◆ Data for this exercise ◆
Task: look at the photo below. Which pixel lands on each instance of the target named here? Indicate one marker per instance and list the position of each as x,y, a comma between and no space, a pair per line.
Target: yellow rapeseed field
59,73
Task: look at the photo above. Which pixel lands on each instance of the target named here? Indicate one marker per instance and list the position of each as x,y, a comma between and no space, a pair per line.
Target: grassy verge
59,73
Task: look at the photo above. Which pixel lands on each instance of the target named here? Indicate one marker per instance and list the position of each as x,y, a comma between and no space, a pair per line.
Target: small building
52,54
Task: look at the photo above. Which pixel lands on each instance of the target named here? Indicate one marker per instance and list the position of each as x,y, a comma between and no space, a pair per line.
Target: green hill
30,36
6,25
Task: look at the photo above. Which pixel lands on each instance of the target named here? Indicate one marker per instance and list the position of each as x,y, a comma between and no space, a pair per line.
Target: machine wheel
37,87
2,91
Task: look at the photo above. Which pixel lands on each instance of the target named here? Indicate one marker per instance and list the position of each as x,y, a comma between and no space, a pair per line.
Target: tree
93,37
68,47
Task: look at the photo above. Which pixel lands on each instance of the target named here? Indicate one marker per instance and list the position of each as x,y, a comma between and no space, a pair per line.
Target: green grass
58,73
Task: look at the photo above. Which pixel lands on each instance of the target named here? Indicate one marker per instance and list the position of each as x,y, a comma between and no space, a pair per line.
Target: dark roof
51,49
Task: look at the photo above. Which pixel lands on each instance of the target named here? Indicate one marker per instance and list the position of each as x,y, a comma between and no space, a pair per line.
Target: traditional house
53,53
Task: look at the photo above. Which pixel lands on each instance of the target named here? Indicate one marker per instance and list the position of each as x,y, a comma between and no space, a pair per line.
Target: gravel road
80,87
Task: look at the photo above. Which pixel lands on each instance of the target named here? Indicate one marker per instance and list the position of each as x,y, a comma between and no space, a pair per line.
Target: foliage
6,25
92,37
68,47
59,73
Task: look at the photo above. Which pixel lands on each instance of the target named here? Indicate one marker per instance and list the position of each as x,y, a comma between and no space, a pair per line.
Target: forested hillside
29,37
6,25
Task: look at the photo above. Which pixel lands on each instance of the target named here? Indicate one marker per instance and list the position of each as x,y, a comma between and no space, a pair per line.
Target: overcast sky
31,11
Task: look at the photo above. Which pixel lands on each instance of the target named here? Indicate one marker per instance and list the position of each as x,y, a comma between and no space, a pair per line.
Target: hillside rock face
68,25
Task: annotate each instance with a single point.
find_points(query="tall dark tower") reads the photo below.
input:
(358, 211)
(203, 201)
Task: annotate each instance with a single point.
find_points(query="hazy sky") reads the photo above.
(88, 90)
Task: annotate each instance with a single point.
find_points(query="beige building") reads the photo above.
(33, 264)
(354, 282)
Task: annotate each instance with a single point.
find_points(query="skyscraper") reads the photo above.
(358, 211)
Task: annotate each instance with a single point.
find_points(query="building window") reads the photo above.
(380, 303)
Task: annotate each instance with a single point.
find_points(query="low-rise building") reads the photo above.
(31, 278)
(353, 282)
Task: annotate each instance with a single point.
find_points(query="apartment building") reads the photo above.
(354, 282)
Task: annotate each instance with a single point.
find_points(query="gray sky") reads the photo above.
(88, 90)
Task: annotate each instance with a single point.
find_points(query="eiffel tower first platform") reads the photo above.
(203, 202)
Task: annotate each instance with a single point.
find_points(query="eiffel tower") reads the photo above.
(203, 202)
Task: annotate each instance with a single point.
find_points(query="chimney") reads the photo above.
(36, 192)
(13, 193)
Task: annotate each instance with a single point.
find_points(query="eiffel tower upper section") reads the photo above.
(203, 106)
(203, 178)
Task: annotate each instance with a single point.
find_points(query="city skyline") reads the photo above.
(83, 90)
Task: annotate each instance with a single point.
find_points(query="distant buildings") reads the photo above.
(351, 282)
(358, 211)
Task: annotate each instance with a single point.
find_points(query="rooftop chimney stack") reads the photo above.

◆ Problem description ◆
Output all of the records, keeping every word exact.

◆ Exercise solution ◆
Task: look at the photo below. Which pixel lands on each instance of the target named here? Indicate one marker per instance and list the position of each as x,y, a comma between and no space, a pair per line.
Target: yellow rapeseed field
59,73
Task: look at the photo above. Which pixel lands on each instance of the target named here? Indicate one marker per instance and list the position of each as x,y, a comma between and no space, a pair per line.
Target: grassy verge
59,73
Task: look at the photo above. Which pixel lands on each instance of the target named here? Indicate one marker per instance and list the position of each as x,y, a comma between and no space, a pair per line.
Target: small building
52,54
Task: look at the photo above. Which pixel lands on each instance of the target named here? Indicate one marker per instance and list the position of each as x,y, a comma between and no space, a pair per line.
Target: green hill
30,36
6,25
Task: look at the photo above. Which pixel lands on each instance of the target named here? Indicate one marker per instance and list the position of each as x,y, a comma between and no space, a pair per line.
Target: machine wheel
37,87
2,91
Task: look at the photo above. Which pixel lands on each instance of the target named here? Indicate one marker per instance and list the position of each as x,y, a comma between and no space, a pair per line.
Target: tree
93,37
68,47
Task: look at the photo above. Which pixel lands on each instance of the target named here? Indicate one marker per instance and list the position of each as x,y, a comma between and no space, a pair per line.
Target: green grass
58,73
Task: look at the photo above. Which pixel lands on each instance of the target named here? Indicate one marker per instance and list the position of each as x,y, a comma between and no space, a pair per line.
Target: dark roof
51,49
Task: look at the photo above. Which pixel lands on each instance of the target named here? Indicate one marker per instance and list the position of each as x,y, a comma between and no space, a pair per line.
Target: traditional house
53,53
Task: look at the photo above. Which pixel lands on each instance of the target named here? Indicate one marker per instance and list the position of each as x,y, a comma between and no space, a pair per line.
Target: gravel road
80,87
Task: look at the photo above. Which pixel lands on each instance of the target named here? Indicate one marker per instance and list the position of each as x,y, a comma between and no space, a pair per line.
Target: foliage
6,25
92,37
68,47
59,73
Task: look at the photo above. Which pixel lands on each instance of the target named here? Indicate one marker per instance and list the position of each as x,y, a comma between and no space, a pair per line.
Target: forested hillside
29,37
6,25
Task: look at the photo above. Which pixel lands on each instance of the target named here? Indicate one marker per instance and list the position of each as x,y, a comma between and no space, a pair per line.
Target: overcast sky
31,11
Task: look at the photo above. Which pixel lands on each instance of the target named here? Indicate one marker per instance and list the position of each as x,y, a comma between and no space, a pair per line.
Target: hillside rock face
68,25
Task: annotate each instance with a single point.
find_points(query="tall dark tower") reads the photo below.
input:
(358, 211)
(203, 201)
Task: annotate each instance with a single point.
find_points(query="hazy sky") reads the photo above.
(88, 90)
Task: annotate each instance with a single point.
find_points(query="beige building") reads the photo above.
(33, 264)
(354, 282)
Task: annotate each instance with a single point.
find_points(query="skyscraper") reads the photo above.
(358, 211)
Task: annotate each instance with a single point.
find_points(query="building window") reads the photo above.
(380, 303)
Task: annotate each instance with a single point.
find_points(query="low-rise building") reads the photo above.
(31, 278)
(353, 282)
Task: annotate each instance with a single point.
find_points(query="apartment building") reads the photo above.
(354, 282)
Task: annotate each instance with a single point.
find_points(query="gray sky") reads the photo above.
(88, 90)
Task: annotate each instance with a single point.
find_points(query="eiffel tower first platform") reads the photo above.
(203, 202)
Task: annotate each instance with a single point.
find_points(query="eiffel tower") reads the photo above.
(203, 202)
Task: annotate each instance with a single point.
find_points(query="chimney") reads the photo above.
(36, 192)
(13, 193)
Task: annotate each instance with a single point.
find_points(query="eiffel tower upper section") reads the photo above.
(203, 106)
(203, 178)
Task: annotate each instance with a single point.
find_points(query="city skyline") reads the photo above.
(83, 90)
Task: annotate each instance with a single point.
find_points(query="distant buildings") reads the photo above.
(351, 282)
(358, 211)
Task: annotate each instance with a single point.
find_points(query="rooftop chimney stack") reads the photo above.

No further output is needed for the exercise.